## DOCUMENT
THE neighbourhood of Richmond has long been celebrated for the longevity of its inhabitants, and there are at this day, several hoary villagers, who, if spared a few years longer, will enter the second century of their mortal career. All these, however, must as yet give place to the famous Henry Jenkins, who lived to realize more tomorrows than any other recorded inhabitant of these kingdoms. He was born before parish registers came into use; but from the account which he gave of his age at the battle of Flodden Field, he seems to have been about 169 years old at his death, which took place in 1670. There are but few materials extant for a biography of Jenkins, but this is owing to the very causes which produced his longevity, the regularity of his habits, and the absence of exciting vicissitudes in his condition. He was born at Bolton-on-Swale, and seems originally to have been Butler to Lord Coniers, of Hornby Castle, where (as he informed Mrs. Saville) the jolly Abbot of Fountains was a frequent guest, and "did drink a hearty glass with his Lordship." He afterwards maintained himself for a long series of years by thatching, and fishing for salmon; and it is recorded, that when he was more than one hundred years old, he used to swim and wade across the Swale with the greatest ease, and without catching cold. He retained his faculties to the last; and such was the acuteness of his sight, that he made two artificial flies the year before his death. He was buried at Bolton, the place of his birth; and besides a plain neat monument in the church-yard, there is a long and pompous epitaph to his memory in the church, put up by a certain Dr. Thomas Chapman, who is characterized by Bishop Hurd as " a vain and busy man."

## DATASET SECTION

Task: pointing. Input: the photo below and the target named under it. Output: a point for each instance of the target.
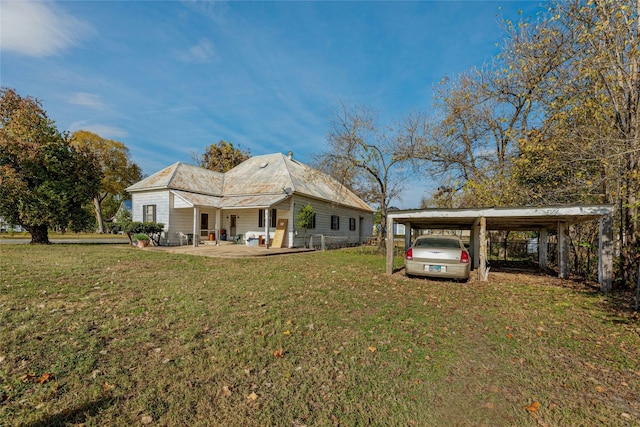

## STATED PROBLEM
Say whether each statement agrees with the text about Henry Jenkins, answering yes or no and quoting the deciding words of the text exactly. 1. Jenkins died in 1670. 2. Jenkins was buried somewhere other than the place where he was born. 3. The epitaph to Jenkins in the church was put up by Bishop Hurd. The material is separate from the text about Henry Jenkins.

## FULL RESPONSE
1. Yes: "which took place in 1670"
2. No: "He was buried at Bolton, the place of his birth"
3. No: "put up by a certain Dr. Thomas Chapman"